* Prompt
Copy out the listing that follows, exactly, without its pictures.
★ ★ ★ ★
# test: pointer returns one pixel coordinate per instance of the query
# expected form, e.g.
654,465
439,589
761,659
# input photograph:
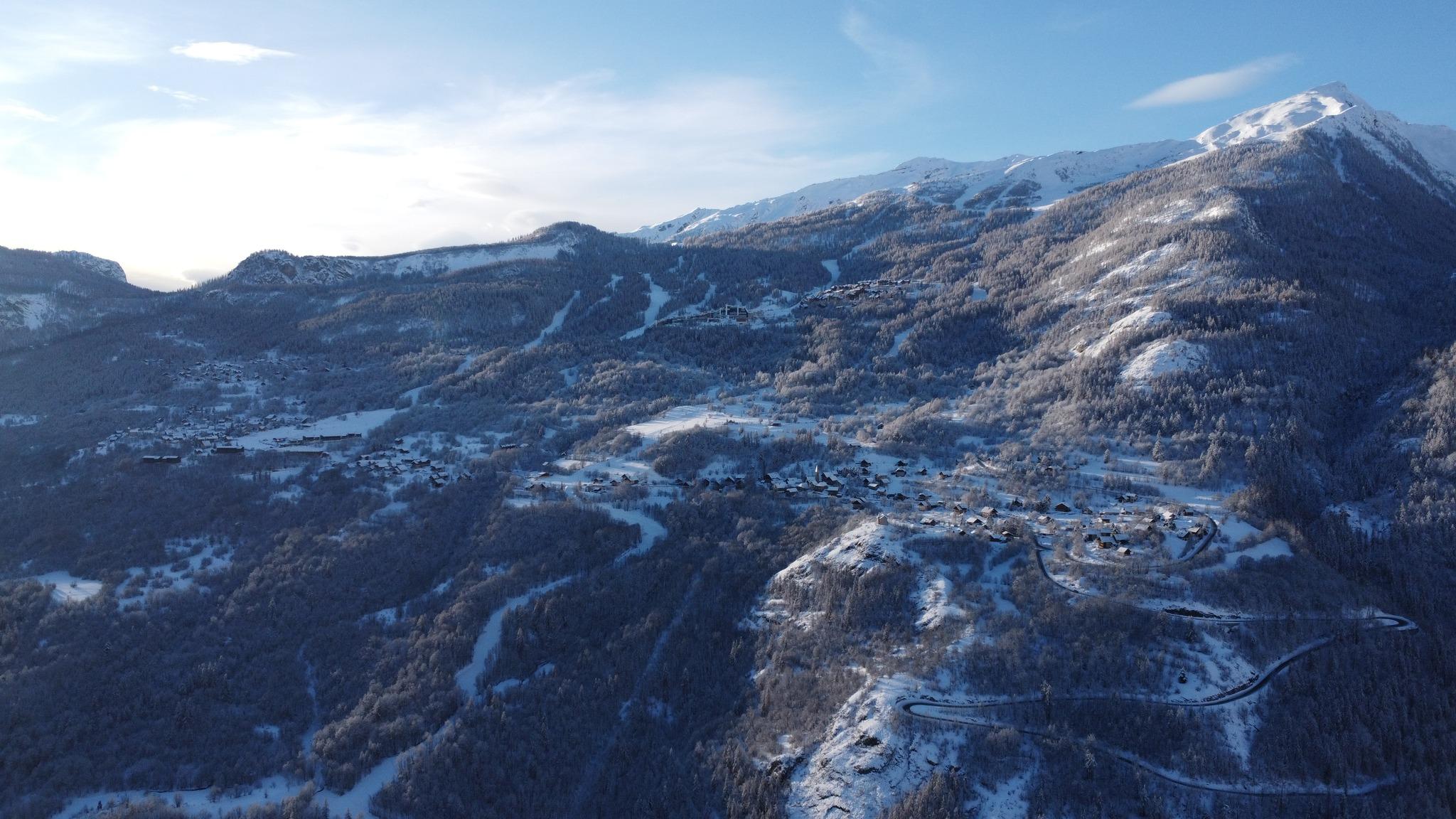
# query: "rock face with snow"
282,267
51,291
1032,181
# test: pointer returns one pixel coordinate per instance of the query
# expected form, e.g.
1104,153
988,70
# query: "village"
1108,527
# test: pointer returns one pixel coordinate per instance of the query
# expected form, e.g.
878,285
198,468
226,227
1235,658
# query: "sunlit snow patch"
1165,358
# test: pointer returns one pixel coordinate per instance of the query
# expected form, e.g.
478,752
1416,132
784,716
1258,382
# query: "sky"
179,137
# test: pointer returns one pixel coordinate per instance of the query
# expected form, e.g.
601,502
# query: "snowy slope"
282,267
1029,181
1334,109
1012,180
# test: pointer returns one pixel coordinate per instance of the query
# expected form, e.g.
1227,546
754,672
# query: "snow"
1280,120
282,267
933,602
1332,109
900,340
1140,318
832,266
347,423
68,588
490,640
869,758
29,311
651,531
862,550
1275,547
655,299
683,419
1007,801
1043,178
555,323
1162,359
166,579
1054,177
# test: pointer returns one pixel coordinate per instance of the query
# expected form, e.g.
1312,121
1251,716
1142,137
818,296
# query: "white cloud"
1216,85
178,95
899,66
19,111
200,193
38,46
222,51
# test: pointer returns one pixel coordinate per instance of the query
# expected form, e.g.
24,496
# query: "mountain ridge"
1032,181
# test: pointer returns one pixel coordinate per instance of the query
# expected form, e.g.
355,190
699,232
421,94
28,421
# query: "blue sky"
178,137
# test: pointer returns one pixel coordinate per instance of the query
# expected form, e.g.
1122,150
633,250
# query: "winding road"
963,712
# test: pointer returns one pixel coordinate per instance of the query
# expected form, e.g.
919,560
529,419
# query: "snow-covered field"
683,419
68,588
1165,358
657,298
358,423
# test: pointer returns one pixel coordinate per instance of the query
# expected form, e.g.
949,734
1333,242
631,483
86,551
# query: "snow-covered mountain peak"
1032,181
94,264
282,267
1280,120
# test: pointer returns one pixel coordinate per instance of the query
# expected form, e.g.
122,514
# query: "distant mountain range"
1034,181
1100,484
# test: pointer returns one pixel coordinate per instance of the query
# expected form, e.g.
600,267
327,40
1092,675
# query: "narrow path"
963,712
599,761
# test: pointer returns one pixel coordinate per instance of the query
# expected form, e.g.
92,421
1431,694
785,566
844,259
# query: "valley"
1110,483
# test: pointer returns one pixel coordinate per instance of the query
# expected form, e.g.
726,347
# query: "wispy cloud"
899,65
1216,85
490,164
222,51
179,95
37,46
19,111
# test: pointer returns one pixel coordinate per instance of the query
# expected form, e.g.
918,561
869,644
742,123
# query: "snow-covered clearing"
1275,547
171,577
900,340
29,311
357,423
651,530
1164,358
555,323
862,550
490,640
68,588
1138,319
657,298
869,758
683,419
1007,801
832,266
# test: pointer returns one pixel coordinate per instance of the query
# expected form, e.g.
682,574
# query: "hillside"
★ ★ ★ ★
* Output
# test: pointer returns one pixel coordinate per instance of the query
# expected form, e.g.
654,465
439,589
761,659
# input photograph:
# query: "rock face with snow"
282,267
51,291
1032,181
# test: pointer returns one pixel coordinate per instance of the query
# expected form, e.g.
1104,153
988,70
# query: "village"
1108,527
# test: pointer returns one pixel coordinate per instance of the query
# expected form, e.g.
878,285
198,468
226,227
1235,658
# query: "sunlit snow patch"
1165,358
# test: pointer returns one pixel coordinate per instance of the query
# expected form, e.g.
478,752
1416,132
784,716
1258,382
# query: "sky"
179,137
# test: pointer returns one pixel coordinate per instance of the query
# expected form, e.g.
601,502
# query: "snowy slope"
282,267
1029,181
1334,109
1012,180
# test: pointer returns one pixel coordinate per instance of the query
# expected form, e.g.
1227,546
754,672
# query: "snow"
1280,120
282,267
933,602
1332,109
900,340
1140,318
832,266
347,423
68,588
490,640
869,758
29,311
651,531
862,550
1275,547
655,299
683,419
1007,801
1043,178
555,323
1162,359
166,579
1054,177
# test: pointer returns one pixel coordinate per instance of the query
# expected form, e.g.
1312,121
1251,716
1142,137
818,296
# query: "white cloud"
1216,85
178,95
899,66
19,111
200,193
38,46
222,51
# test: pointer returns one pixel coordinate per instance of the query
# expected form, e.g.
24,496
# query: "mountain ridge"
1032,181
# test: pointer returns one pixel coordinate per instance of the query
# expected form, e.g.
355,190
699,232
421,94
28,421
# query: "blue sky"
178,137
# test: pointer returns one pixel coordinate per instance of the query
# expected form, e.g.
1122,150
633,250
# query: "winding road"
963,712
# test: pointer returns one pixel coordinate per instance of the query
# expected form, e.g.
919,560
529,419
# query: "snow-covered field"
683,419
68,588
1165,358
657,298
358,423
# test: pointer returns one pixel coordinate per instance of the query
# expected form, e.g.
949,734
1333,242
631,483
86,551
# query: "snow-covered mountain peak"
1032,181
94,264
282,267
1280,120
# test: pointer returns one pixel coordinate per instance of the query
# expected form, e.g.
122,514
# query: "distant mountain range"
1034,181
1100,484
# test: pointer returns one pixel coordinate per instance of the query
# expected form, e.g.
600,267
327,40
1092,675
# query: "narrow path"
963,712
599,761
# test: pointer returns one pixel coordinate per instance of the query
# expected form, e.g.
92,421
1431,694
785,566
844,259
# query: "valley"
1110,483
# test: pointer returns one pixel coordinate per instance of the query
# expected form, e.g.
726,347
# query: "wispy cloud"
899,65
1216,85
490,164
222,51
179,95
37,46
19,111
# test: pointer returns one pixel coordinate per instance of the query
# expected form, e.g.
918,561
869,644
742,123
# query: "snow-covered clearing"
1275,547
171,577
900,340
29,311
357,423
651,530
1164,358
555,323
862,550
490,640
68,588
1138,319
657,298
869,758
683,419
1007,801
832,266
# test: pointer returns one pixel coordinate per instance of the query
# expected form, e.g.
682,574
# query: "hillside"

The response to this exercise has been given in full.